--- WRITTEN INSTRUCTION ---
Answer these questions from the forum thread on FILD below:
1. According to Marvo, when should FILDing be done?
2. How many fingers does Swikity say to place on keyboard keys?
3. What does Day__Dreamer say they have a problem with?

For the record, if you didn't read my topic on it, LDing at school=bad.

----------


## Marvo

Yeah, FILDing should be done the instant after you wake up after sleep. Anything else is hard.

----------


## Swikity

> Yeah, FILDing should be done the instant after you wake up after sleep. Anything else is hard.




Unless you really like moving your fingers xD

----------


## TalkingHead

> Unless you really like moving your fingers xD



 
I've found (so far) that even if I'm really tired, the act of concentrating on moving my fingers (only ever so slightly) still keeps me awake.  Do you ever remove your attention from your fingers so that you can move closer to drifting to sleep?

----------


## Swikity

If I am moving them slowly enough, it sometimes makes me sleep sooner.

But I mean really slowly.

Take two of your fingers and place them on two keys on your keyboard.
Move them so they just barely wiggle.
That's how you should be doing it.

----------


## TalkingHead

ok.. but all of your concentration is still on your fingers?

----------


## TalkingHead

Or can this be combined with looking for visual imagery?

----------


## Swikity

I think it could be combined looking for hypnagogic imagry if/once you start seeing it.
Until then I would concentrate on my fingers.

----------


## Day__Dreamer

Hi. Im very interested in this FILD technique but I have a problem with the RC.

A few have mentioned blocking their airways with a muscle at the back of the throat - how do you do this?

--- SUPPLIED MATERIAL ---
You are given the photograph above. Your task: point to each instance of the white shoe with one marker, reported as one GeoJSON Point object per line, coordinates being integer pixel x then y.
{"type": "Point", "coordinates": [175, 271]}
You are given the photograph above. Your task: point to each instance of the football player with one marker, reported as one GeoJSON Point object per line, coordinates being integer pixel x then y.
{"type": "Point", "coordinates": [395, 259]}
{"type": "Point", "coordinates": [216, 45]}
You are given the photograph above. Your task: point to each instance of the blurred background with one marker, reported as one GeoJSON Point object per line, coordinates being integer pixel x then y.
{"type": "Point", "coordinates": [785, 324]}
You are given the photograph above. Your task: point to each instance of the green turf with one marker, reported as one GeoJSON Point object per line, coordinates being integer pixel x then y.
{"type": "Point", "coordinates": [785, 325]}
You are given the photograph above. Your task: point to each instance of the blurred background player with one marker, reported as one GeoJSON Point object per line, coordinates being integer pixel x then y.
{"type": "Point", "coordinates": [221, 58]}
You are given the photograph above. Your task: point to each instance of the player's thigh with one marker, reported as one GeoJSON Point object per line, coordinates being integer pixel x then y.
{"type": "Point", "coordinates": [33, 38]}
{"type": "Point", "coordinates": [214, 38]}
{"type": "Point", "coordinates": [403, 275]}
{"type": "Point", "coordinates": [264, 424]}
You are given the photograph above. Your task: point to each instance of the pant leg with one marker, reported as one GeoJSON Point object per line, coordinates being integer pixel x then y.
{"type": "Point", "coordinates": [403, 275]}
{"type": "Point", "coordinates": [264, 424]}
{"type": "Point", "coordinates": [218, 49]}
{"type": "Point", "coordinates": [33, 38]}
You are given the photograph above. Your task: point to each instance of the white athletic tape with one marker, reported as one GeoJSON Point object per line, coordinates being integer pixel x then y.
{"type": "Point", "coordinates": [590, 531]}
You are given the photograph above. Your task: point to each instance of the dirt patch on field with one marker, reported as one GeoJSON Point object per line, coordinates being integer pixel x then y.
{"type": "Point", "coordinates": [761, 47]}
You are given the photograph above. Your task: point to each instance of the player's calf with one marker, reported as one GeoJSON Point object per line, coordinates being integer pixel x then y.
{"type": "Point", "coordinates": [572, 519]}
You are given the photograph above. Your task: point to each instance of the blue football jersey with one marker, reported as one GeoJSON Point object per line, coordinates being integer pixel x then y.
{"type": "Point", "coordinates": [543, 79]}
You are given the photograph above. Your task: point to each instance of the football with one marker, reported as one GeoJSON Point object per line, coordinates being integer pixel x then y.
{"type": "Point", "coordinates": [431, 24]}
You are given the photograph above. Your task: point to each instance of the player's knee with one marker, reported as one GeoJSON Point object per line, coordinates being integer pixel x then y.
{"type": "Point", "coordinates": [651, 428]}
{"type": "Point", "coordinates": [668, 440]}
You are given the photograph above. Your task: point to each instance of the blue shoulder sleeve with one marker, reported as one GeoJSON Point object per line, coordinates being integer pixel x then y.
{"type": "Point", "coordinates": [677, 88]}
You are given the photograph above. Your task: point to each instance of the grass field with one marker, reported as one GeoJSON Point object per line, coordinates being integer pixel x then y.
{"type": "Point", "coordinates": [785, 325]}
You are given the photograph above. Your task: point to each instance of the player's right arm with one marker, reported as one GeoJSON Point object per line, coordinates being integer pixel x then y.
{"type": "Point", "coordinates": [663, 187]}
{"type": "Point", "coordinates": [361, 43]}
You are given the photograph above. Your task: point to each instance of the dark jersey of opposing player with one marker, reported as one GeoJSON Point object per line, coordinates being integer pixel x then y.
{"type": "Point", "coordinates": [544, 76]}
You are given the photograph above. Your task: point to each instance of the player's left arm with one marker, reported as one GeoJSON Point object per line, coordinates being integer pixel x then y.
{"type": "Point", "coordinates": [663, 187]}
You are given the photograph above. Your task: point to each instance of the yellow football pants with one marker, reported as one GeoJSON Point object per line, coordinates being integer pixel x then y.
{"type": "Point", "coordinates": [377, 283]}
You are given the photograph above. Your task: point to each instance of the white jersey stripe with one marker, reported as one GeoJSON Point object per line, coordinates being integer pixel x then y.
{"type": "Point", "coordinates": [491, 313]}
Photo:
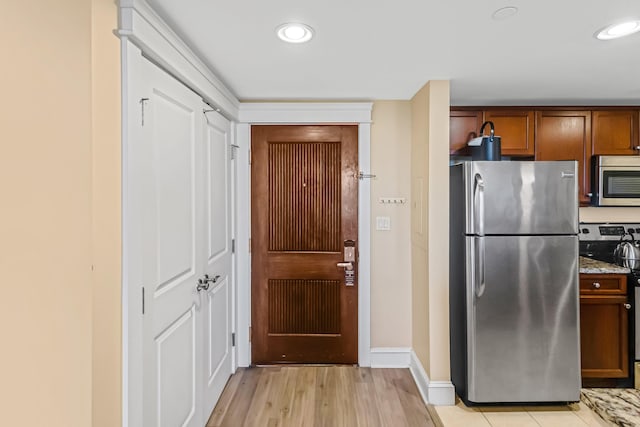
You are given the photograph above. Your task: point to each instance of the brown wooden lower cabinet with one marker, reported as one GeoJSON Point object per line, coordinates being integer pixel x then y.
{"type": "Point", "coordinates": [604, 323]}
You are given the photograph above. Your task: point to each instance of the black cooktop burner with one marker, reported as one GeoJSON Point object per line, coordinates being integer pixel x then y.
{"type": "Point", "coordinates": [599, 240]}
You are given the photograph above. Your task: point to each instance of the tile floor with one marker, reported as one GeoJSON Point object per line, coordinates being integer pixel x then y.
{"type": "Point", "coordinates": [574, 415]}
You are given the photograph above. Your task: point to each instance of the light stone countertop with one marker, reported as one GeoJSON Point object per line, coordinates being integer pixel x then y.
{"type": "Point", "coordinates": [592, 266]}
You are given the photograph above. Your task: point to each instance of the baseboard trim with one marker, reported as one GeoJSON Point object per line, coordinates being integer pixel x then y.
{"type": "Point", "coordinates": [390, 357]}
{"type": "Point", "coordinates": [438, 393]}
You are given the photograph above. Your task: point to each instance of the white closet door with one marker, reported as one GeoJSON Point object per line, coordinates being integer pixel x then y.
{"type": "Point", "coordinates": [217, 312]}
{"type": "Point", "coordinates": [172, 252]}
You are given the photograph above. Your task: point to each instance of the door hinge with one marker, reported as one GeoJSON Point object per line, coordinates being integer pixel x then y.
{"type": "Point", "coordinates": [142, 101]}
{"type": "Point", "coordinates": [234, 147]}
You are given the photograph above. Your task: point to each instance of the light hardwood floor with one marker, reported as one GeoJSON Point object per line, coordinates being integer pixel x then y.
{"type": "Point", "coordinates": [336, 396]}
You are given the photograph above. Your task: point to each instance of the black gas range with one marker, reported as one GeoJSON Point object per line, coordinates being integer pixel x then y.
{"type": "Point", "coordinates": [598, 241]}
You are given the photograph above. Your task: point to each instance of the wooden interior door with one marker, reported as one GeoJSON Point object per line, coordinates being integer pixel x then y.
{"type": "Point", "coordinates": [304, 207]}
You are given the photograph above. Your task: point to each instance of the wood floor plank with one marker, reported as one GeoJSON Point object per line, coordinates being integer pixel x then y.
{"type": "Point", "coordinates": [260, 410]}
{"type": "Point", "coordinates": [238, 399]}
{"type": "Point", "coordinates": [320, 396]}
{"type": "Point", "coordinates": [303, 405]}
{"type": "Point", "coordinates": [364, 401]}
{"type": "Point", "coordinates": [414, 408]}
{"type": "Point", "coordinates": [387, 400]}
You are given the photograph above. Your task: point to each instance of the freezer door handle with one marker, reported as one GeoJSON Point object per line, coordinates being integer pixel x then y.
{"type": "Point", "coordinates": [480, 282]}
{"type": "Point", "coordinates": [478, 204]}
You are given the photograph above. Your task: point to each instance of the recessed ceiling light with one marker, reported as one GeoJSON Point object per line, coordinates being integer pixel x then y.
{"type": "Point", "coordinates": [615, 31]}
{"type": "Point", "coordinates": [504, 13]}
{"type": "Point", "coordinates": [294, 32]}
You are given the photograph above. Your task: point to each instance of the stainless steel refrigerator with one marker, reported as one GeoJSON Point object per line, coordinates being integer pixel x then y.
{"type": "Point", "coordinates": [514, 297]}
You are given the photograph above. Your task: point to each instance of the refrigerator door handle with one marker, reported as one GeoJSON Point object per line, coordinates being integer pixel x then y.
{"type": "Point", "coordinates": [480, 282]}
{"type": "Point", "coordinates": [478, 204]}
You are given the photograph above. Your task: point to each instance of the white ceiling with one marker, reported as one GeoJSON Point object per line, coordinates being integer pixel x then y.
{"type": "Point", "coordinates": [372, 49]}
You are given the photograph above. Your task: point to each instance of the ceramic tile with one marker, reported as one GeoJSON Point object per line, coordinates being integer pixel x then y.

--- EXERCISE SOLUTION ---
1. The instant after you wake up after sleep.
2. Two.
3. The RC.